• Your task: Every line in the entries where "below" is found should be copied.

• Dataset extract:
#####

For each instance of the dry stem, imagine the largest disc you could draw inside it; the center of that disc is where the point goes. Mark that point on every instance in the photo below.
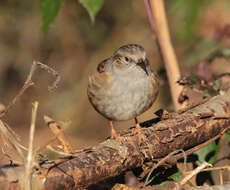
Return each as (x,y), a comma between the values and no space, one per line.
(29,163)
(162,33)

#####

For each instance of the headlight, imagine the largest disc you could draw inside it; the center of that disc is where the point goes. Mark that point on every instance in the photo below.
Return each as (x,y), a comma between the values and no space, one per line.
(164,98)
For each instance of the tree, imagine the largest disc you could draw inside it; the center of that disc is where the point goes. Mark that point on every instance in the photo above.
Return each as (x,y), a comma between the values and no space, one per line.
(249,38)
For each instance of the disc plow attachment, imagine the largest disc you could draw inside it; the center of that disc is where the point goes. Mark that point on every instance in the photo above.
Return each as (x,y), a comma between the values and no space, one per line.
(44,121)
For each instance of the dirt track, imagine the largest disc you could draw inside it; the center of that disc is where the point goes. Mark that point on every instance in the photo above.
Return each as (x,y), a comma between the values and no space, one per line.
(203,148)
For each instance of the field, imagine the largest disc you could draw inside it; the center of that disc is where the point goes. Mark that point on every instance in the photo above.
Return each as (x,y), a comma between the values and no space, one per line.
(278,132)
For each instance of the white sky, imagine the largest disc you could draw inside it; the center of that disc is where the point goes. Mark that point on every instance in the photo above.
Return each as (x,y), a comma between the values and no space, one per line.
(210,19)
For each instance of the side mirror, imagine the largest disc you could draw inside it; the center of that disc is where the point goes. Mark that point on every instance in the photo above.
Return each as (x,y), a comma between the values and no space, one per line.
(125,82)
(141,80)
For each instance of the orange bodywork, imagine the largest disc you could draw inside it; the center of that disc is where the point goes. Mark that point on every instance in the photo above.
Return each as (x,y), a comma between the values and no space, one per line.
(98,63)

#####

• Solution to this problem:
For each instance of the dry stem, imagine the largest disc you could draw inside it; the center of that disc is where the point goes. Mark that point on every instance in the photo below.
For each instance of the headlight, imagine the largest disc you could draw inside it; the center of that disc is where the point goes. Mark that point on every instance in the photo below.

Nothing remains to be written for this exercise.